# Location identification entries

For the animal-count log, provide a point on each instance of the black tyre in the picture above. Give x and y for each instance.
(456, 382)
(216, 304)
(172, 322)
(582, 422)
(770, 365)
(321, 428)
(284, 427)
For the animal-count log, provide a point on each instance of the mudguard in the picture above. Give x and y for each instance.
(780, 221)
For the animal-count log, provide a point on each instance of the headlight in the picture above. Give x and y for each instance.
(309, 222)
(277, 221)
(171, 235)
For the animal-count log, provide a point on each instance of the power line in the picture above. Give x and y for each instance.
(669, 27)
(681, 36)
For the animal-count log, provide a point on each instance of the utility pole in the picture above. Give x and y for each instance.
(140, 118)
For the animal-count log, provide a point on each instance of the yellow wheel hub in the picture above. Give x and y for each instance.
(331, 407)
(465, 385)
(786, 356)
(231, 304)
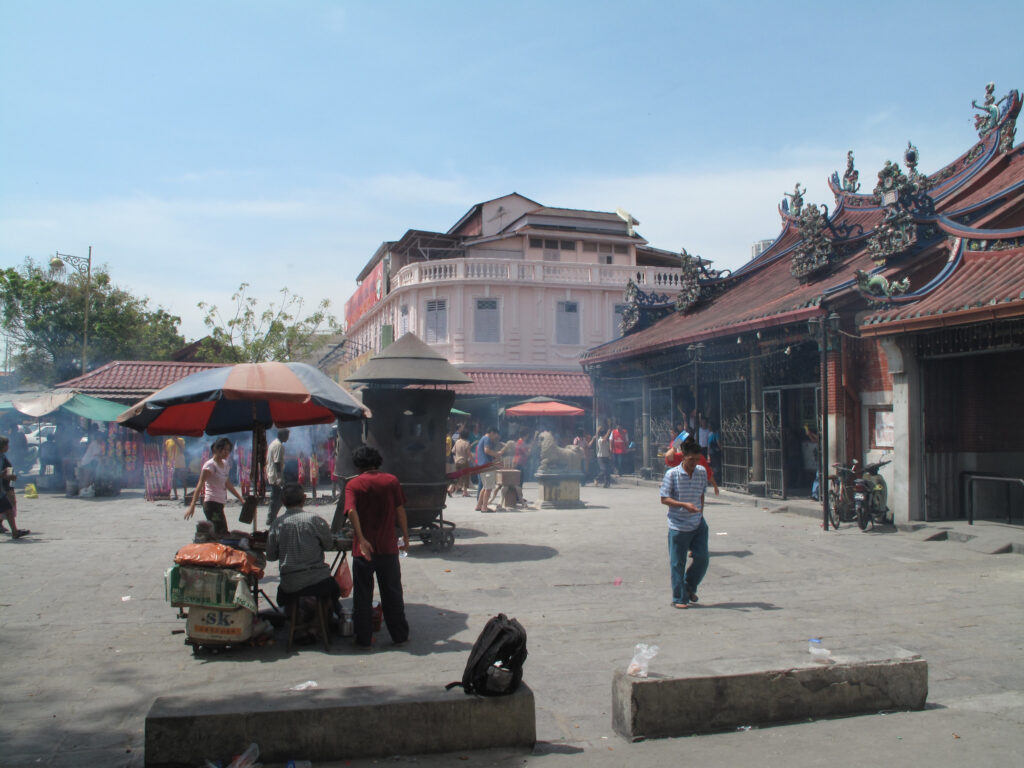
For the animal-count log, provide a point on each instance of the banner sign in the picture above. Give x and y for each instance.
(369, 293)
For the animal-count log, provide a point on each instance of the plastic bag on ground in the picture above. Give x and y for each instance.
(642, 654)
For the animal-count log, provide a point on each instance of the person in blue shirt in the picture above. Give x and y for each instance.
(683, 493)
(487, 451)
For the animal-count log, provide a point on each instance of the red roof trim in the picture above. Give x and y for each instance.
(525, 383)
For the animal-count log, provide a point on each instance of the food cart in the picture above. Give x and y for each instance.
(217, 581)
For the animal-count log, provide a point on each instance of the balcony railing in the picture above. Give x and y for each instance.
(516, 270)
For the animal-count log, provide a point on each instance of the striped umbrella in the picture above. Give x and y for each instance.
(247, 396)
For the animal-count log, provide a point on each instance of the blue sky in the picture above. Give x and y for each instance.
(199, 144)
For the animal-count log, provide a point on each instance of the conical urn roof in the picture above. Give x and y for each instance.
(409, 360)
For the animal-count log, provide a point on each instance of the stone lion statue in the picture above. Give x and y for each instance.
(555, 460)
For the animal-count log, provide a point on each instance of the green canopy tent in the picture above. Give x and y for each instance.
(94, 409)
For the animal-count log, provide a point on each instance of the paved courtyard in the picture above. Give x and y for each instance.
(88, 640)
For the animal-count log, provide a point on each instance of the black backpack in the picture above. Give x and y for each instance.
(495, 666)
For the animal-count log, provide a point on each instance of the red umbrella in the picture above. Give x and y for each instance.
(544, 408)
(248, 396)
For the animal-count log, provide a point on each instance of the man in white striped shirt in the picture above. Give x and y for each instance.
(683, 493)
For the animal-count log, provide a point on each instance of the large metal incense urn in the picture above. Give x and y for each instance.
(404, 390)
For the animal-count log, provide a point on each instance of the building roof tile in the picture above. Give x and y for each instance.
(525, 383)
(985, 285)
(130, 381)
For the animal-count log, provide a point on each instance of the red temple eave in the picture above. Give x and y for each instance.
(756, 324)
(944, 320)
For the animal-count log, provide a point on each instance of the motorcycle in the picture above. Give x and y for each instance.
(870, 497)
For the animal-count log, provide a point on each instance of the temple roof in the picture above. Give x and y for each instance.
(130, 381)
(980, 286)
(978, 197)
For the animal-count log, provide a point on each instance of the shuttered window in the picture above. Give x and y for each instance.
(436, 322)
(616, 321)
(487, 322)
(567, 323)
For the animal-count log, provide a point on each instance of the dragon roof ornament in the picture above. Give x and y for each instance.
(791, 208)
(1000, 115)
(815, 251)
(902, 196)
(878, 289)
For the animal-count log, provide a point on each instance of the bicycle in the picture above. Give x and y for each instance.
(841, 503)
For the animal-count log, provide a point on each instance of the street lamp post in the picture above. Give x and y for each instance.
(84, 266)
(696, 354)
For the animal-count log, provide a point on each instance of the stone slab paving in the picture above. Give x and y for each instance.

# PROBLEM REQUIREMENTS
Return every line of the material above without any changes, leaving out the pictures.

# RESULT OF THIS TASK
For the animal-count log, provide a point on each instance of the black tyre in the picture above. Give x and y for each instance.
(456, 382)
(216, 304)
(172, 322)
(582, 422)
(770, 365)
(321, 428)
(284, 427)
For the animal-count log, provide a point on each instance of the mudguard in the picture above. Give x and y for each instance.
(780, 221)
For the animal-count log, provide a point on each instance of the headlight in the picture above. Give x and y for each instance.
(309, 222)
(277, 221)
(171, 235)
For the animal-count log, provide a point on each instance of the power line in the picture above. Give x and y for each instance.
(669, 27)
(681, 36)
For the animal-count log, provide a point on each instance of the utility pole in the picture above. Give x and y for each instance.
(140, 118)
For the animal-count log, provide a point on each instance of the yellow wheel hub in the picture above. Give x and y for each instance.
(331, 407)
(465, 385)
(786, 356)
(231, 304)
For the animal-count log, provide a point on each instance of the banner sign in the picture above. Give x and y for each instance.
(369, 293)
For the animal-count log, provide a point on each instance of the plastic bag on ground in the picture above. Give x and y for each instance.
(642, 654)
For the animal-count log, provide a point on each instance of the person in blue shirt in the picture above. Give x and y for each instance.
(683, 493)
(487, 451)
For the animal-count log, provide a point on each instance of the red roof trim in the picture above. Give x and y for each instance.
(525, 383)
For the animal-count log, provide a point on each instance of the food cart in the picture above. Give x and y for each instance.
(217, 581)
For the animal-count log, provide a point on each instance of the balcony railing in the picture above. Give x and y for each instance.
(516, 270)
For the animal-count log, provide a point on each instance of the striped umbrella in the picture above. Give x and y for each instance.
(247, 396)
For the animal-count log, provide a point on each instance of the blue sky in the picture above. Give x and y for each instance.
(199, 144)
For the animal-count log, provide a point on each instance of the conical urn roof in the picture above. Give x and y for each instance.
(409, 360)
For the animal-count log, provide a point on each instance of the stone lion statue in the picture above. Give x and y for each instance.
(555, 460)
For the animal-count log, provide a point on each instance of the green canopy tent in the picture above. Give x and y for each instance.
(94, 409)
For the animal-count log, provide a point on each instance of the paved courtyard in the picture above. Give x and y for each instance.
(88, 640)
For the animal-count log, provide a point on each instance of the black backpack in the picture above. Give x and y for each instance.
(495, 666)
For the animal-count log, provide a point on each instance of the red umbrella in the picture above. Give x and y for each instance.
(544, 408)
(248, 396)
For the animal-count log, provide a point on each instance of the man in white striped shirt in the picture above. Give x and y for each instance.
(683, 493)
For the animal-count log, provide a point on each instance of the large metal incense urn in the picture above. Give x and y for each instance.
(404, 390)
For the animal-count log, provide a point on each instance of the building roof tile in the picture above. Give x and y for each instance.
(525, 383)
(985, 285)
(130, 381)
For the animal-count log, provide a point on each instance of the red temple eave in the picture above. Give x and y for each instance.
(756, 324)
(944, 320)
For the animal-count log, provide a point on each instance of the motorcycle in the picture above. Give x and y for each instance.
(870, 497)
For the animal-count log, provide a point on each instance of the temple roof in the picture above. Give x and y for each instance.
(130, 381)
(980, 286)
(978, 197)
For the animal-count log, provide a point on each instance of the shuttered window in the picture above. Give x and y for each instance.
(436, 322)
(616, 321)
(487, 322)
(567, 323)
For the animal-count log, provide a point on each instance of the dragon roof ornament in the picture above. Give x and y for each instance.
(791, 208)
(1000, 115)
(815, 251)
(902, 196)
(878, 289)
For the animal-count log, provide a point on each instance of the bicycle in the picture above. Give x and y for each instance.
(841, 503)
For the animal-count log, provide a point on each instance of the street lamp post in the picture above. Give x and y for each instance.
(84, 266)
(696, 354)
For the animal-count log, provide a point on each instance of the stone slab paving in the picture above. Give x and y for each instance.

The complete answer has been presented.